## Begin

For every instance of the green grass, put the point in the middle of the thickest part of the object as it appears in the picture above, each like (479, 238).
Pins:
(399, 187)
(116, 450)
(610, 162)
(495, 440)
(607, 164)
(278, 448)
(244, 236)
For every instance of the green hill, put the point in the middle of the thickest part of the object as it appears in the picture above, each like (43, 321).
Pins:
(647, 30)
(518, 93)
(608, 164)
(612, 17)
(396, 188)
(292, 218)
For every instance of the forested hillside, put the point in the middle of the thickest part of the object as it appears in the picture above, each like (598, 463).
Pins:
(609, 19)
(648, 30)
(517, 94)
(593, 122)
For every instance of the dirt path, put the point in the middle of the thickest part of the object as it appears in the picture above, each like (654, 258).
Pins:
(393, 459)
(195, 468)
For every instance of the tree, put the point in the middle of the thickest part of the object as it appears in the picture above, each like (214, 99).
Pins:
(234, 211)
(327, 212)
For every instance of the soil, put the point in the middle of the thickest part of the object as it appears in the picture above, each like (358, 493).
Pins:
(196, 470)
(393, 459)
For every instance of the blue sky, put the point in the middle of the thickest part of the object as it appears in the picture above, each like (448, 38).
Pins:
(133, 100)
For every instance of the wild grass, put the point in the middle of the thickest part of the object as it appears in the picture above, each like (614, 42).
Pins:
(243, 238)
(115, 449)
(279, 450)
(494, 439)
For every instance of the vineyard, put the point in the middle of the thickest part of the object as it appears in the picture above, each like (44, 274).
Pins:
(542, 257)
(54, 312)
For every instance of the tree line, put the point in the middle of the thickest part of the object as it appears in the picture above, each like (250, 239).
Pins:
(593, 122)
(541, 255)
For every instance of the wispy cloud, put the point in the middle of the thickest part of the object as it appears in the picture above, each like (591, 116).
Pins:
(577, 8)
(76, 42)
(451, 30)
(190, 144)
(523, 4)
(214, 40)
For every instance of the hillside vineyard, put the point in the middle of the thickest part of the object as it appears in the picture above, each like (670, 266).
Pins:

## End

■ WHAT THE TASK REQUIRES: Starting at the line that contains "For every instance of the vineyard, put", repeat each line exactly through the last one in the listing. Include both of those lines and nothing more.

■ SOLUTION TO THIS EXERCISE:
For every instance of the vineyard, put the point in the middle of the thickest part of the object as it appears in the picture above, each like (44, 274).
Pins:
(542, 257)
(54, 312)
For every instance of the tree line, put the point in the middle of the thickest part of the object as it appears in the picture above, each like (250, 239).
Pins:
(593, 122)
(541, 255)
For every instance of the wispy cloud, put the point in the middle of the thickest part of the object as it appears in the picture above, each like (591, 116).
Pins:
(577, 8)
(76, 42)
(451, 30)
(190, 144)
(523, 4)
(214, 40)
For every instance of the hillside vineyard, put the point in the middle of the thickest part of the object as it appears in the picture above, each like (670, 266).
Pins:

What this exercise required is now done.